* [WHAT NEEDS TO BE DONE]
All of the records below need to be copied exactly.

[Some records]
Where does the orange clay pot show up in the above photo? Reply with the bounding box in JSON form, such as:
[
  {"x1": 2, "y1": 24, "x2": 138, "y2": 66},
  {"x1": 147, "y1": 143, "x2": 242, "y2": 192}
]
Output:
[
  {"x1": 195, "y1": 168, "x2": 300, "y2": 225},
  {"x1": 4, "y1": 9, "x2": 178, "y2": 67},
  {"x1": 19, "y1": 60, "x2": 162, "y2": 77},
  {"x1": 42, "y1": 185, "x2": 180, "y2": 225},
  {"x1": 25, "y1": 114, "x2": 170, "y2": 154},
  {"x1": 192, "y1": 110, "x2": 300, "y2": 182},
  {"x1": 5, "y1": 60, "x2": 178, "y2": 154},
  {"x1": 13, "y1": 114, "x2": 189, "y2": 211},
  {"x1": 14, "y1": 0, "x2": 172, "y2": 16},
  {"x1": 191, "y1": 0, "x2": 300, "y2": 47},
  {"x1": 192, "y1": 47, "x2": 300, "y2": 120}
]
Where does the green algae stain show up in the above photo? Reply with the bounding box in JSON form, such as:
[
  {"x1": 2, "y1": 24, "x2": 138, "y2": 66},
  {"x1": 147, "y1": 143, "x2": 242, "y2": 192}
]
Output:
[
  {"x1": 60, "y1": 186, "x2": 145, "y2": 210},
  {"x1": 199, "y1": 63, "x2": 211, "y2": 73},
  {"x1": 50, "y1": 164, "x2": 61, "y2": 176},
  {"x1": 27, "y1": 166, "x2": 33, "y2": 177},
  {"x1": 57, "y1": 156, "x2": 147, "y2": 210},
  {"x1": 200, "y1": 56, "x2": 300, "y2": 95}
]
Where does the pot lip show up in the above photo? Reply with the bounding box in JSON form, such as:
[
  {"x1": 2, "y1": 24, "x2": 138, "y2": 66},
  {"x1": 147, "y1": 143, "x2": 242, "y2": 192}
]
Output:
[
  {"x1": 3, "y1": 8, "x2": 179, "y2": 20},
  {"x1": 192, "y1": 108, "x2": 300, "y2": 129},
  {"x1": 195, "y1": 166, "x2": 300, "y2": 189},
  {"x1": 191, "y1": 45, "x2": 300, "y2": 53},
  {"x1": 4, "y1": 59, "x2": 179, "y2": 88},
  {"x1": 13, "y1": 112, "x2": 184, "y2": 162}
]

* [EXERCISE SOLUTION]
Where does the orange clay pot show up in the above photo? Reply with the bounding box in JSON form, such as:
[
  {"x1": 2, "y1": 24, "x2": 138, "y2": 66},
  {"x1": 147, "y1": 143, "x2": 242, "y2": 192}
]
Output:
[
  {"x1": 195, "y1": 168, "x2": 300, "y2": 225},
  {"x1": 4, "y1": 9, "x2": 178, "y2": 67},
  {"x1": 19, "y1": 60, "x2": 162, "y2": 77},
  {"x1": 42, "y1": 185, "x2": 180, "y2": 225},
  {"x1": 25, "y1": 114, "x2": 170, "y2": 154},
  {"x1": 192, "y1": 110, "x2": 300, "y2": 182},
  {"x1": 5, "y1": 60, "x2": 178, "y2": 154},
  {"x1": 13, "y1": 114, "x2": 189, "y2": 211},
  {"x1": 14, "y1": 0, "x2": 172, "y2": 16},
  {"x1": 191, "y1": 0, "x2": 300, "y2": 47},
  {"x1": 192, "y1": 47, "x2": 300, "y2": 120}
]
Where does the green algae stain show up in the above photo? Reply with the bounding box in JSON form, such as:
[
  {"x1": 2, "y1": 24, "x2": 138, "y2": 66},
  {"x1": 147, "y1": 143, "x2": 242, "y2": 192}
]
Output:
[
  {"x1": 60, "y1": 186, "x2": 145, "y2": 210},
  {"x1": 199, "y1": 63, "x2": 211, "y2": 73},
  {"x1": 50, "y1": 164, "x2": 61, "y2": 176},
  {"x1": 27, "y1": 166, "x2": 33, "y2": 177},
  {"x1": 57, "y1": 156, "x2": 147, "y2": 210},
  {"x1": 200, "y1": 56, "x2": 300, "y2": 95}
]
Where does the pot lip show up in the above photo? Reply with the bounding box in JSON form, such as:
[
  {"x1": 2, "y1": 24, "x2": 138, "y2": 66},
  {"x1": 147, "y1": 143, "x2": 242, "y2": 192}
]
Output:
[
  {"x1": 3, "y1": 8, "x2": 179, "y2": 20},
  {"x1": 192, "y1": 108, "x2": 300, "y2": 129},
  {"x1": 195, "y1": 166, "x2": 300, "y2": 189},
  {"x1": 191, "y1": 45, "x2": 300, "y2": 53},
  {"x1": 4, "y1": 59, "x2": 179, "y2": 88},
  {"x1": 13, "y1": 112, "x2": 184, "y2": 162}
]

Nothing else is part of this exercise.